## Brief
Reproduce every line of the material, starting at the line containing "vegetation with a single marker." and ending at the end of the material, and shift both values of each answer coordinate up by 21. Leave out the pictures.

## Stored data

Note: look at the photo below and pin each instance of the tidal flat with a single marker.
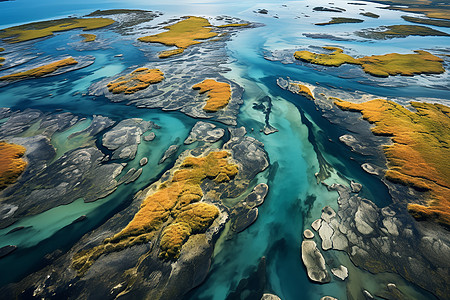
(224, 150)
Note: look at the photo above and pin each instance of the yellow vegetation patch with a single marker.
(11, 163)
(175, 200)
(182, 34)
(37, 30)
(422, 62)
(336, 58)
(234, 25)
(420, 151)
(42, 70)
(88, 37)
(219, 94)
(303, 90)
(137, 80)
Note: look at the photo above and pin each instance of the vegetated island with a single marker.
(219, 94)
(370, 15)
(37, 30)
(337, 20)
(2, 58)
(419, 154)
(431, 8)
(185, 33)
(176, 201)
(42, 70)
(88, 37)
(11, 163)
(422, 62)
(398, 31)
(137, 80)
(433, 22)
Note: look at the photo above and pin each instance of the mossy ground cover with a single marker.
(88, 37)
(340, 21)
(399, 31)
(182, 34)
(11, 163)
(433, 22)
(137, 80)
(175, 203)
(419, 155)
(421, 62)
(219, 94)
(42, 70)
(37, 30)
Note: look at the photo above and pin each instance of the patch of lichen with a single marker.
(219, 94)
(335, 59)
(303, 90)
(42, 70)
(182, 34)
(340, 20)
(37, 30)
(175, 201)
(192, 219)
(88, 37)
(421, 62)
(396, 31)
(419, 154)
(11, 163)
(137, 80)
(233, 25)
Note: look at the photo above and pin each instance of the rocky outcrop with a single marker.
(124, 138)
(314, 262)
(204, 132)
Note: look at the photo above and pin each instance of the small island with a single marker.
(422, 62)
(37, 30)
(219, 94)
(335, 20)
(137, 80)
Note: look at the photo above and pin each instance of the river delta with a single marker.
(224, 150)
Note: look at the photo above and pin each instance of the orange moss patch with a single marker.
(182, 34)
(233, 25)
(88, 37)
(11, 163)
(303, 90)
(137, 80)
(174, 200)
(420, 151)
(219, 94)
(42, 70)
(37, 30)
(422, 62)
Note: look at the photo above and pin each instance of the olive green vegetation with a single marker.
(439, 23)
(398, 31)
(335, 20)
(41, 71)
(88, 37)
(174, 203)
(421, 62)
(419, 154)
(370, 15)
(37, 30)
(182, 34)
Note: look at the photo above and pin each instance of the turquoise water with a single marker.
(277, 232)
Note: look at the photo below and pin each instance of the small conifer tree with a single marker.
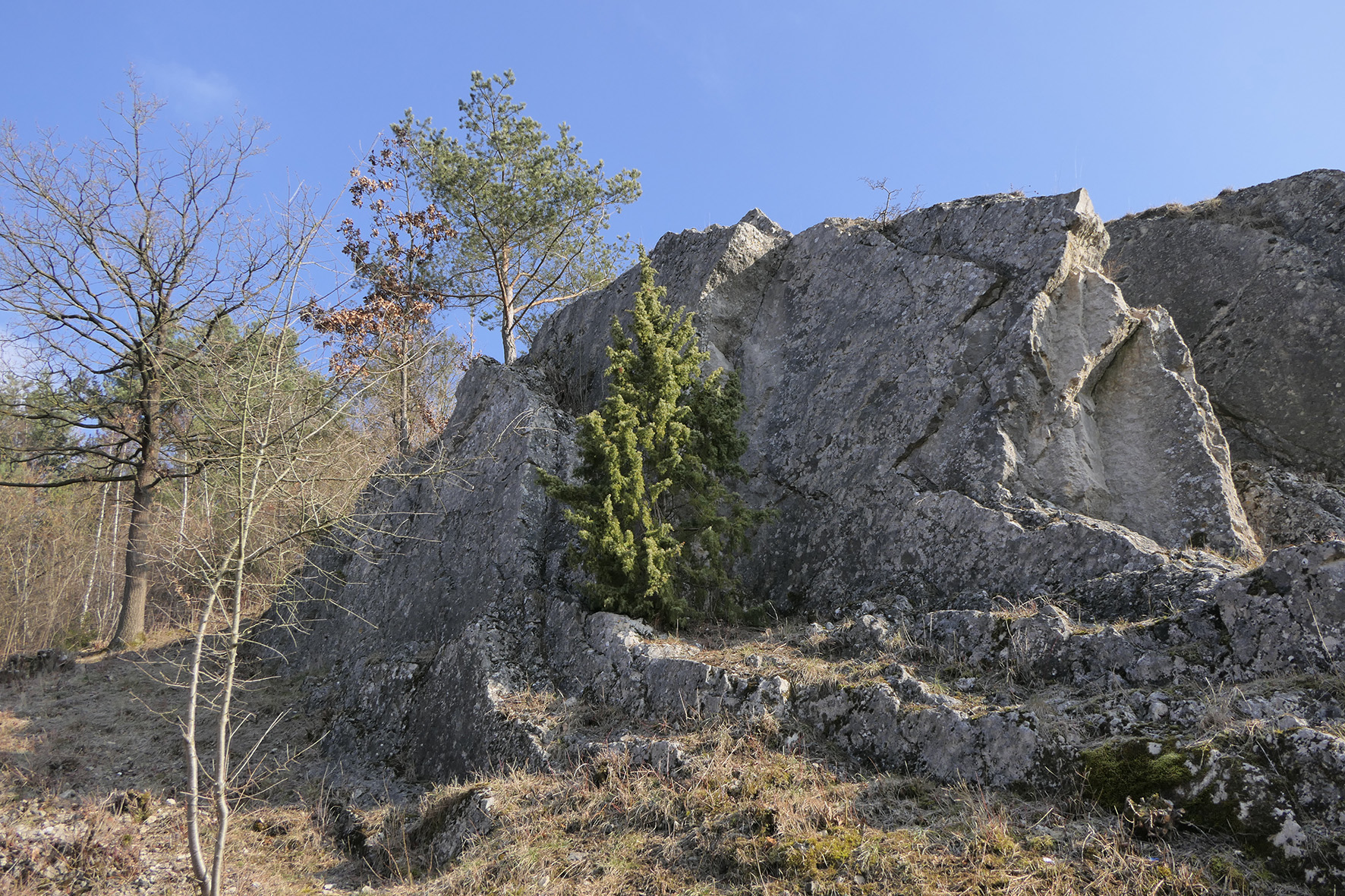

## Output
Note: look at the photo above and pin each instance of the olive green vegetation with a single marker.
(460, 44)
(419, 52)
(356, 41)
(62, 92)
(109, 58)
(195, 224)
(442, 83)
(440, 175)
(391, 36)
(58, 51)
(203, 55)
Note: look at the photo above and pin each instance of the turquoise water with a single marker.
(298, 253)
Note: look at the photo below and pin each instance of the small conifer tree with a single marker.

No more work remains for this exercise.